Written problem: Which lines of the material below contain the string "lamp"? Pull out each of them in full, matching case exactly.

Entries shown:
......

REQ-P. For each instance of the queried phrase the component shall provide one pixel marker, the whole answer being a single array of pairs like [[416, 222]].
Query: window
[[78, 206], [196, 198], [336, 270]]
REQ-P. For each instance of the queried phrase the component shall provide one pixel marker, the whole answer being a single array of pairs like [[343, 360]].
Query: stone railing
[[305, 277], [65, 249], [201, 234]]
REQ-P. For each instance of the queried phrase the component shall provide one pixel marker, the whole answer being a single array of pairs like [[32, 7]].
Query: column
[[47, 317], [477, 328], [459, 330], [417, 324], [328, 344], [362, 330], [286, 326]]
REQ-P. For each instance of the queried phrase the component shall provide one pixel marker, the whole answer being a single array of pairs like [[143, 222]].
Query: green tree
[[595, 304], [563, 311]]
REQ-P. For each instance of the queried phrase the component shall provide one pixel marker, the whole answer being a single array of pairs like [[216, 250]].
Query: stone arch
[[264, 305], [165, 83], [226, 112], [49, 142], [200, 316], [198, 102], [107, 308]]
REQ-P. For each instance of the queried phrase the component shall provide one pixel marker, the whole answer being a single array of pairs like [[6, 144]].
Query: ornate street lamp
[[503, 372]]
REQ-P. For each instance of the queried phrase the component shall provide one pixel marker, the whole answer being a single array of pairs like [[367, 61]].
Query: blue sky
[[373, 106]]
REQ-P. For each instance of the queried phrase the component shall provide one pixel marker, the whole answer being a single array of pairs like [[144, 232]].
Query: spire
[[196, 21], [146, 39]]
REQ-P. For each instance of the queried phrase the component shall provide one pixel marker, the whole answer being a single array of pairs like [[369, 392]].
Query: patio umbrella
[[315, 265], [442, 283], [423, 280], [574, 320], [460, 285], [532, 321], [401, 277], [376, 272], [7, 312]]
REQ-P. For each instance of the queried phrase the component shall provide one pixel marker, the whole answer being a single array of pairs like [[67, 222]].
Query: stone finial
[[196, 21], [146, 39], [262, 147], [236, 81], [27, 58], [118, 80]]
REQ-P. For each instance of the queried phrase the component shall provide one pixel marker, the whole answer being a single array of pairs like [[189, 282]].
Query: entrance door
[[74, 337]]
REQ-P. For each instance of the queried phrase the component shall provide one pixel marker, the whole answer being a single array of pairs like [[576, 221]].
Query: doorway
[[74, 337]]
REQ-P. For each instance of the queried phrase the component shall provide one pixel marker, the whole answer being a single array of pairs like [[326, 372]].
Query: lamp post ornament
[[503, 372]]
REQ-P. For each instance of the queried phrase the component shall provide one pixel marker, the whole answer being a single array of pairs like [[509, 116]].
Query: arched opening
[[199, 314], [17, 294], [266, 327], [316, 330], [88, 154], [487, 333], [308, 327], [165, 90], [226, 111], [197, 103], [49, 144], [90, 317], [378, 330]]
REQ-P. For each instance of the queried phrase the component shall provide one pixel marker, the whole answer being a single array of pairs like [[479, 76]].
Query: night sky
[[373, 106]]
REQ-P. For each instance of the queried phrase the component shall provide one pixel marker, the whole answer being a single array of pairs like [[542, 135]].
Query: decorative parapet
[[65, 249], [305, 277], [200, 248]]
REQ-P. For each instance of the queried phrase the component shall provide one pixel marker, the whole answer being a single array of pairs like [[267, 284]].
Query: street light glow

......

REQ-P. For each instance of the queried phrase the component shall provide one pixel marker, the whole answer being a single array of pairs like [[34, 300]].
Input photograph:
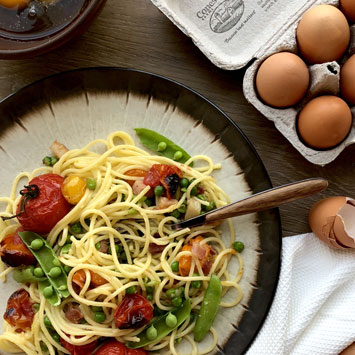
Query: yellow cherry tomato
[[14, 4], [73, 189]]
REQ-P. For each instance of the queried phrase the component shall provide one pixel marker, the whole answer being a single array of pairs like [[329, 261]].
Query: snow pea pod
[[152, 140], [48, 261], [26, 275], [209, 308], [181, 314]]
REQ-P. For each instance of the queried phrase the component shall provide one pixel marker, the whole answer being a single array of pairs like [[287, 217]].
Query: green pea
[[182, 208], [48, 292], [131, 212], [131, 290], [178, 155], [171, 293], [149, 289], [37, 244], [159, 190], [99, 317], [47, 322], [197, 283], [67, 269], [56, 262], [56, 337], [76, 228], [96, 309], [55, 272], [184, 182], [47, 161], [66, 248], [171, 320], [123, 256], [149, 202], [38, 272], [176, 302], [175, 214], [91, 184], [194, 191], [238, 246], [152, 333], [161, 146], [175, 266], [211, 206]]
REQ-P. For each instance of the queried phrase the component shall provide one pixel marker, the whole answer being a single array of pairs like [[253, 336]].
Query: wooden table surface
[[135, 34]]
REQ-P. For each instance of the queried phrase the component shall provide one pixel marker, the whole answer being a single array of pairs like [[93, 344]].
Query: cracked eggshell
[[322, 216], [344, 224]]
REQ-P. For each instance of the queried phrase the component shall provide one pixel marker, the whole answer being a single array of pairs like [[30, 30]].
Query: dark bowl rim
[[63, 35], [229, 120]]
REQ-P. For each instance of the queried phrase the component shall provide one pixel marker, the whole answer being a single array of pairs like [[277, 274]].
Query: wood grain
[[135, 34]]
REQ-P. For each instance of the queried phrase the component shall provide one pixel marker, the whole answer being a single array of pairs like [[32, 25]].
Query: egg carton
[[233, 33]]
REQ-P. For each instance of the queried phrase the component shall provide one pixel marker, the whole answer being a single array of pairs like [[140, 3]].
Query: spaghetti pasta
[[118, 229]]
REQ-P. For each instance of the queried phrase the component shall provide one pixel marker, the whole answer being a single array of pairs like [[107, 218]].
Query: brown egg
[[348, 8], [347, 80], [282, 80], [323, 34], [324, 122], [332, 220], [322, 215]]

......

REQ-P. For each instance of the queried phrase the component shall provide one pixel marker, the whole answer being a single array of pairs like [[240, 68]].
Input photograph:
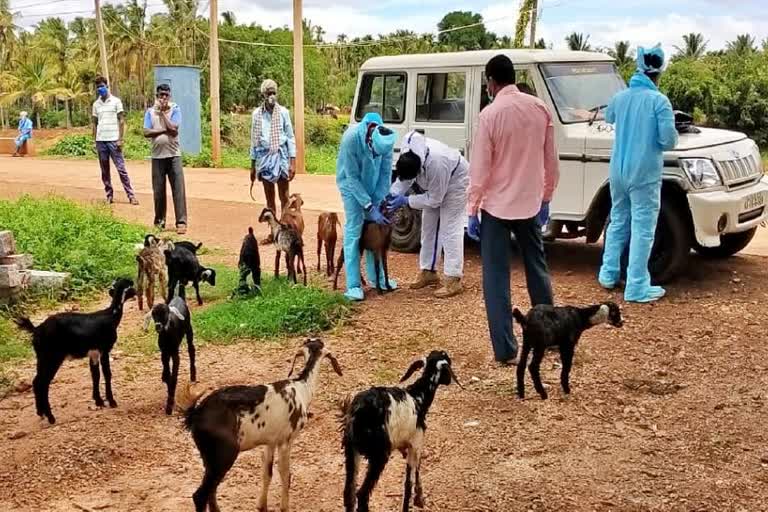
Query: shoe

......

Task response:
Query: ornate street lamp
Query: lamp post ornament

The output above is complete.